WHAT YOU WILL DO: Once the line with "positive clicks: (43, 131)" is found, return it along with every line after it, exactly, through the end of the material.

GIVEN DATA:
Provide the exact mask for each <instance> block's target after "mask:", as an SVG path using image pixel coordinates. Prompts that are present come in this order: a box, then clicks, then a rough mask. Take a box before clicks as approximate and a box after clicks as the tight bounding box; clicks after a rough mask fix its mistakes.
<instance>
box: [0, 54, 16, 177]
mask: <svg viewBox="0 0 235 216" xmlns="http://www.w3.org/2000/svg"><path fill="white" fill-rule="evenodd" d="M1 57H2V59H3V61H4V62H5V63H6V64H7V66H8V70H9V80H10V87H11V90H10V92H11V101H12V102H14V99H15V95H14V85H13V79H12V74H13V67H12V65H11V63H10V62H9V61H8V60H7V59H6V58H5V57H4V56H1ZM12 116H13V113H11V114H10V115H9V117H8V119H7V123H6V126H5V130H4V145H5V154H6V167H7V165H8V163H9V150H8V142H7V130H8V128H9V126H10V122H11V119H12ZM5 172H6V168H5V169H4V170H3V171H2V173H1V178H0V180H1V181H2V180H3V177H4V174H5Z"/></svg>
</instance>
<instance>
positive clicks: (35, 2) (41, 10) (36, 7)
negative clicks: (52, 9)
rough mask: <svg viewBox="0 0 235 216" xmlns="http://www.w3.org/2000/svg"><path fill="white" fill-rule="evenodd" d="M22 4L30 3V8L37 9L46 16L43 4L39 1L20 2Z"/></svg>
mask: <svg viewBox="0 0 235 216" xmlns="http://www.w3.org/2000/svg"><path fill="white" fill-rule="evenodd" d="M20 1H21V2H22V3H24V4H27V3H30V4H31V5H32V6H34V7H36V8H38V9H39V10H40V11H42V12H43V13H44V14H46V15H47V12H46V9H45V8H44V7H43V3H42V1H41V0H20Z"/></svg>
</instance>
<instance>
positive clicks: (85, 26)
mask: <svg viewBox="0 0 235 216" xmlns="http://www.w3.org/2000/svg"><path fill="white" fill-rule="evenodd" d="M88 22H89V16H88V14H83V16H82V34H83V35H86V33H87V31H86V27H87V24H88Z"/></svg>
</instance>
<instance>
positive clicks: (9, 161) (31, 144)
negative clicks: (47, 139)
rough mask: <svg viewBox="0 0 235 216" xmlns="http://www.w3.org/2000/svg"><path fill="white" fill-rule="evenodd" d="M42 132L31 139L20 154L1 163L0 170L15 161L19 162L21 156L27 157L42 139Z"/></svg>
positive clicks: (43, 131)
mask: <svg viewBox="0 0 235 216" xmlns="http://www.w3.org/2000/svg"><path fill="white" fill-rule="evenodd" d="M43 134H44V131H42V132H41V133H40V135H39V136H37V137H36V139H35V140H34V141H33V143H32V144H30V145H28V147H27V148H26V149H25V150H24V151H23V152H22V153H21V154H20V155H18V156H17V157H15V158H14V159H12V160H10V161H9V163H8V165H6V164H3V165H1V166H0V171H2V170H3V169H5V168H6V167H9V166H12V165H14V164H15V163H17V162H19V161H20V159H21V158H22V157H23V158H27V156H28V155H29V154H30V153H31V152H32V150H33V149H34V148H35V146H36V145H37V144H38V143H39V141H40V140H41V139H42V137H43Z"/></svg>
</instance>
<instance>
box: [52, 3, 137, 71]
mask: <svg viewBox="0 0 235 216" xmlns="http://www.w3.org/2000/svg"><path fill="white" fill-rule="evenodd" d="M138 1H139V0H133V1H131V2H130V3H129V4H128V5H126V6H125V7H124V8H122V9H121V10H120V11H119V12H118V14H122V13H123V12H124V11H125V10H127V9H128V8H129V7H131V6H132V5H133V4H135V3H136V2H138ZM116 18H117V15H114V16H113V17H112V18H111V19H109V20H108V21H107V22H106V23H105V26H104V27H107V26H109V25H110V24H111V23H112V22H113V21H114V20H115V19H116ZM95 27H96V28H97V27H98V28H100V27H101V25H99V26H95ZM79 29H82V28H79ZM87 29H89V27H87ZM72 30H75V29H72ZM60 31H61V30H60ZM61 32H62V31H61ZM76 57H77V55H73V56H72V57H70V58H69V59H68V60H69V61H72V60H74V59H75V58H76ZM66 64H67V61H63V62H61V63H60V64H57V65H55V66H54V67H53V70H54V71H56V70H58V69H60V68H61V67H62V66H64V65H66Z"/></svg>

SOLUTION:
positive clicks: (43, 131)
mask: <svg viewBox="0 0 235 216" xmlns="http://www.w3.org/2000/svg"><path fill="white" fill-rule="evenodd" d="M43 134H44V131H42V132H41V133H40V135H39V136H37V137H36V139H35V140H34V141H33V143H32V144H30V145H28V147H27V148H26V149H25V150H24V151H23V152H22V153H21V154H20V155H18V156H17V157H15V158H14V159H12V160H10V161H9V163H8V165H6V164H3V165H1V166H0V171H2V170H3V169H5V168H6V167H9V166H12V165H14V164H15V163H17V162H19V161H20V159H21V158H22V157H23V158H27V156H28V155H29V154H30V153H31V152H32V150H33V149H34V148H35V146H36V145H37V144H38V143H39V141H40V140H41V139H42V137H43Z"/></svg>
</instance>
<instance>
box: [52, 3, 137, 71]
mask: <svg viewBox="0 0 235 216" xmlns="http://www.w3.org/2000/svg"><path fill="white" fill-rule="evenodd" d="M138 1H139V0H133V1H131V2H130V3H129V4H128V5H126V6H125V7H124V8H122V9H121V10H120V11H119V12H118V14H122V13H123V12H124V11H125V10H127V9H128V8H129V7H131V6H132V5H133V4H135V3H136V2H138ZM116 18H117V15H114V16H113V17H112V18H111V19H109V20H108V21H107V22H106V23H105V26H104V27H107V26H109V25H110V24H111V23H112V22H113V21H114V20H115V19H116ZM95 27H96V28H97V27H98V28H100V27H101V25H99V26H95ZM79 29H82V28H79ZM87 29H89V27H87ZM72 30H75V29H72ZM60 31H61V30H60ZM61 32H62V31H61ZM76 57H77V55H73V56H72V57H70V58H69V59H68V60H69V61H72V60H74V59H75V58H76ZM66 64H67V61H63V62H61V63H60V64H57V65H55V66H54V67H53V70H54V71H56V70H58V69H60V68H61V67H62V66H64V65H66Z"/></svg>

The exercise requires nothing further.